What is needed:
Each record is to be printed exactly as given, down to the last mark.

Entries provided:

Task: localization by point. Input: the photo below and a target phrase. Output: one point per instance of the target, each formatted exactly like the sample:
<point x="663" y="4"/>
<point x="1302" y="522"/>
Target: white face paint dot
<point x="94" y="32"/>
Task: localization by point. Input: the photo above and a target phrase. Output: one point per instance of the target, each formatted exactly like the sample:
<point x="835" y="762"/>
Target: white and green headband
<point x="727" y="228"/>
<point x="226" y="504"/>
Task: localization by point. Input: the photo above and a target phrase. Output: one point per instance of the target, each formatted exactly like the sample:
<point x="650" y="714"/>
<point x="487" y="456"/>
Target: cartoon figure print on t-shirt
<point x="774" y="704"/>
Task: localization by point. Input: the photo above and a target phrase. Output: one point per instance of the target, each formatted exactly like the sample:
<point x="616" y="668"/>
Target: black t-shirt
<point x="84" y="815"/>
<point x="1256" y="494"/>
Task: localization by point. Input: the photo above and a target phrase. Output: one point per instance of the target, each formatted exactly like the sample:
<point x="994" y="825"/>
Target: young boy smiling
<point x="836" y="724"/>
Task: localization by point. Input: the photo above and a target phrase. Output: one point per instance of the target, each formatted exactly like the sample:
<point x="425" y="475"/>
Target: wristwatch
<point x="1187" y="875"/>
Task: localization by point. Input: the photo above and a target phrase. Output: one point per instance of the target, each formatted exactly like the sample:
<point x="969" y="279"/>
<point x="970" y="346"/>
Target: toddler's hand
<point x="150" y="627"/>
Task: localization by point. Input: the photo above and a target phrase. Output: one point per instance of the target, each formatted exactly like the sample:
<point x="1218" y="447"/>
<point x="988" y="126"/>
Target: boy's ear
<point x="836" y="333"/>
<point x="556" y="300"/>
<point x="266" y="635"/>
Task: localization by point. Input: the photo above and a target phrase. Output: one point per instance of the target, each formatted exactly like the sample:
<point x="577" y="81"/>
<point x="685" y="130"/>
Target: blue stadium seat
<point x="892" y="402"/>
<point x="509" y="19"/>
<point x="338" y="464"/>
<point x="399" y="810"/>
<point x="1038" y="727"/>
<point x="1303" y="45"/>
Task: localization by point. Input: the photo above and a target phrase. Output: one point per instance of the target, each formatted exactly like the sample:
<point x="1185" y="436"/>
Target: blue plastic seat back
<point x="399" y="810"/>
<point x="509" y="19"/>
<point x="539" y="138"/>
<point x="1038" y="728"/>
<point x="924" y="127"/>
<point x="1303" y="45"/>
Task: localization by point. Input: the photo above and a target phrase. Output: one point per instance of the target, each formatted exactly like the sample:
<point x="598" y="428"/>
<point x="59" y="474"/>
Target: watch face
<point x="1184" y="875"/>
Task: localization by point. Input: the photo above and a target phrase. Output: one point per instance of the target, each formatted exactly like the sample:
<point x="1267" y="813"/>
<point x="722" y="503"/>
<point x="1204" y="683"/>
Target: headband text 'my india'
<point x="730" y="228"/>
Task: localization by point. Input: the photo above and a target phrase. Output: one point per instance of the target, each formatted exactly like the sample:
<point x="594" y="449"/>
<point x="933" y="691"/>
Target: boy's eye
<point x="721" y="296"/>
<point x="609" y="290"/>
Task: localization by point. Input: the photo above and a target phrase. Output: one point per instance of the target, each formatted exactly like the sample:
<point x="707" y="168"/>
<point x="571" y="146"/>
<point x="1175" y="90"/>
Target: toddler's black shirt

Response to this exercise:
Task: localization by point. Input: the photo below and a target phrase. Output: one point per instance of the target, each formatted exactly like the sample:
<point x="663" y="4"/>
<point x="1302" y="522"/>
Target: white face paint dot
<point x="94" y="32"/>
Task: localization by point. Input: the photo above and a target phrase. Output: one point per instance of the target, each formatted exactly like the sample:
<point x="835" y="762"/>
Target: white and green headband
<point x="727" y="228"/>
<point x="226" y="504"/>
Task: localization by point. Input: the photo above and a target phrase. Output: one point per instance of the target, each formatted exactly like the sample:
<point x="650" y="714"/>
<point x="487" y="456"/>
Target: cartoon figure print on t-shirt
<point x="774" y="704"/>
Task: localization by point. Input: the photo above and a target phrase. Output: one point per instance of the target, each formatted exactly like the sample:
<point x="616" y="668"/>
Target: black t-shirt
<point x="84" y="815"/>
<point x="1256" y="494"/>
Task: localization by point. Input: the photo above and a target phrase. Output: one point per instance of the target, each formatted exactly like the sample:
<point x="994" y="825"/>
Target: young boy smiling
<point x="836" y="724"/>
Task: localization by point. Input: the photo above and a target phrase. Output: one point per instance of the target, each formatted exactly like the sample:
<point x="425" y="475"/>
Target: wristwatch
<point x="1187" y="875"/>
Task: localization by point. Input: the photo above and a target phrase. Output: one point per instance of the target, each formatted exactly like the sample:
<point x="969" y="279"/>
<point x="970" y="346"/>
Target: toddler's hand
<point x="150" y="627"/>
Task: localization by point. Input: the photo above and a target phrase. Output: one point per instance of the target, each formatted exactly like the sample:
<point x="1218" y="447"/>
<point x="988" y="126"/>
Target: boy's ear
<point x="836" y="333"/>
<point x="556" y="300"/>
<point x="266" y="635"/>
Task: localization by point. Input: the photo above and a target phrase. Output: one point per instance of the target, each formatted exactly like the sample:
<point x="577" y="81"/>
<point x="685" y="130"/>
Target: blue stadium seat
<point x="892" y="402"/>
<point x="509" y="19"/>
<point x="338" y="464"/>
<point x="399" y="810"/>
<point x="1038" y="727"/>
<point x="1303" y="45"/>
Task: localization by point. Input: the photo above and a target phrase. Output: one point per instance of the target, each formatted exactly like the sample:
<point x="1185" y="436"/>
Target: blue plastic seat back
<point x="399" y="810"/>
<point x="509" y="19"/>
<point x="539" y="138"/>
<point x="1038" y="728"/>
<point x="924" y="127"/>
<point x="1303" y="45"/>
Task: localization by point. Input: the photo above and a target phrase. Output: one point per instance of the target, each formatted exactly like the sample:
<point x="598" y="428"/>
<point x="59" y="474"/>
Target: watch face
<point x="1184" y="875"/>
Task: localization by point. Input: the photo above and a target phrase. Output: one point per instance of the target, each formatted exactly like the sample:
<point x="1267" y="813"/>
<point x="722" y="503"/>
<point x="1204" y="683"/>
Target: headband text 'my india'
<point x="730" y="228"/>
Task: localization by point. Input: the photo above and a target phrase. Output: one point per instance of the target, each formatted exactly like the sample:
<point x="594" y="449"/>
<point x="933" y="691"/>
Target: boy's eye
<point x="721" y="296"/>
<point x="609" y="290"/>
Task: localization by point. Input: the photo above and a target phrase. Output: one point per instance of the target, each formatted exactly like the sample:
<point x="707" y="168"/>
<point x="571" y="146"/>
<point x="1175" y="90"/>
Target: toddler's black shirt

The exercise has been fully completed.